- **TEXT SEGMENT**:
Recent clinical guidelines recommend measuring the serum lactate level or base deficit as a sensitive test to monitor the degree of bleeding and shock [22, 33, 34]. The amount of lactic acid produced by anaerobic decomposition is an indirect indicator of oxygen debt, tissue low perfusion, and hemorrhagic shock. Furthermore, previous studies have demonstrated that an increased serum lactate level is associated with pelvic bleeding caused by pelvic trauma [8, 35]. Consistent with this, the present study revealed a serum lactate level > 3.4 mmol/L as an independent risk factor of arterial bleeding in blunt trauma patients with pelvic bone fractures.

In general, it is accepted that trauma patients with SBP < 90 mmHg are in hypotension. Recent studies have suggested that initial SBP in the range of 90–110 mmHg, or less, in a trauma patient may be indicative of hypoperfusion and is associated with poor patient outcomes [3, 9, 13, 36, 37]. Although different SBP cutoff values were utilized, previous studies have reported that decreased SBP is an independent risk factor of arterial bleeding in patients with pelvic bone fractures [3, 9, 13]. In the present study, univariate analysis revealed that patients with and without arterial bleeding had significant differences in the frequency of SBP < 90 mmHg. However, SBP < 90 mmHg was not identified as a significant independent risk factor in multivariable analysis. Despite this, we included SBP < 90 mmHg in the parameters of the nomogram, given its proven clinical significance [9, 36, 37], which resulted in the unabated good predictability of the nomogram.

- **ACTION ITEM**:
Using the text on pelvic fracture bleeding, answer each question:
(a) What serum lactate level did the present study find to be an independent risk factor of arterial bleeding?
(b) Below what SBP are trauma patients generally accepted to be in hypotension?
(c) Was SBP < 90 mmHg identified as a significant independent risk factor in multivariable analysis?
The data after this point are separate from the text above.

- **INFORMATION SHOWN**:

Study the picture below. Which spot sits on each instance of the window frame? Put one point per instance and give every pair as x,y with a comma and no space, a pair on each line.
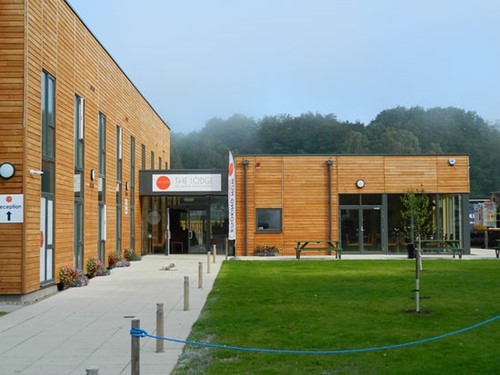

- **ANSWER SECTION**:
(a) A serum lactate level > 3.4 mmol/L.
(b) Below 90 mmHg.
(c) No.